• [To do]: For the word "column", search the records and show each line in which it occurs.
*** Dataset records
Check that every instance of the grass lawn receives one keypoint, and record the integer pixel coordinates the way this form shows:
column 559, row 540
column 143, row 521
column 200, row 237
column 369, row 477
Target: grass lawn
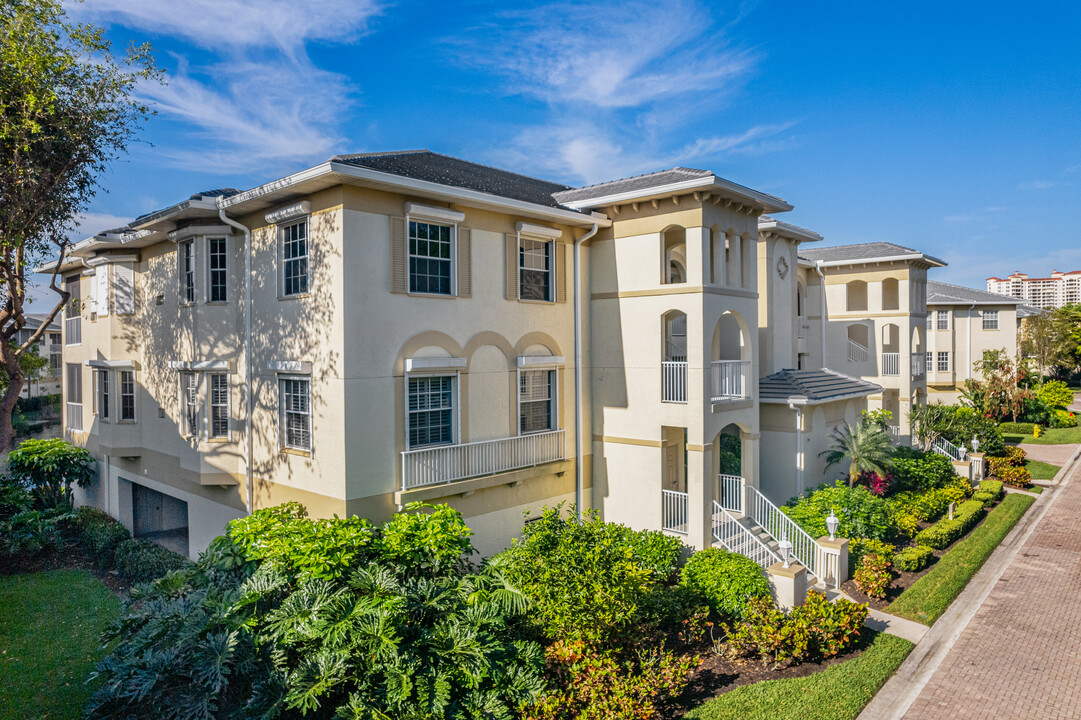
******
• [Finished exercise]:
column 559, row 540
column 143, row 521
column 200, row 237
column 369, row 477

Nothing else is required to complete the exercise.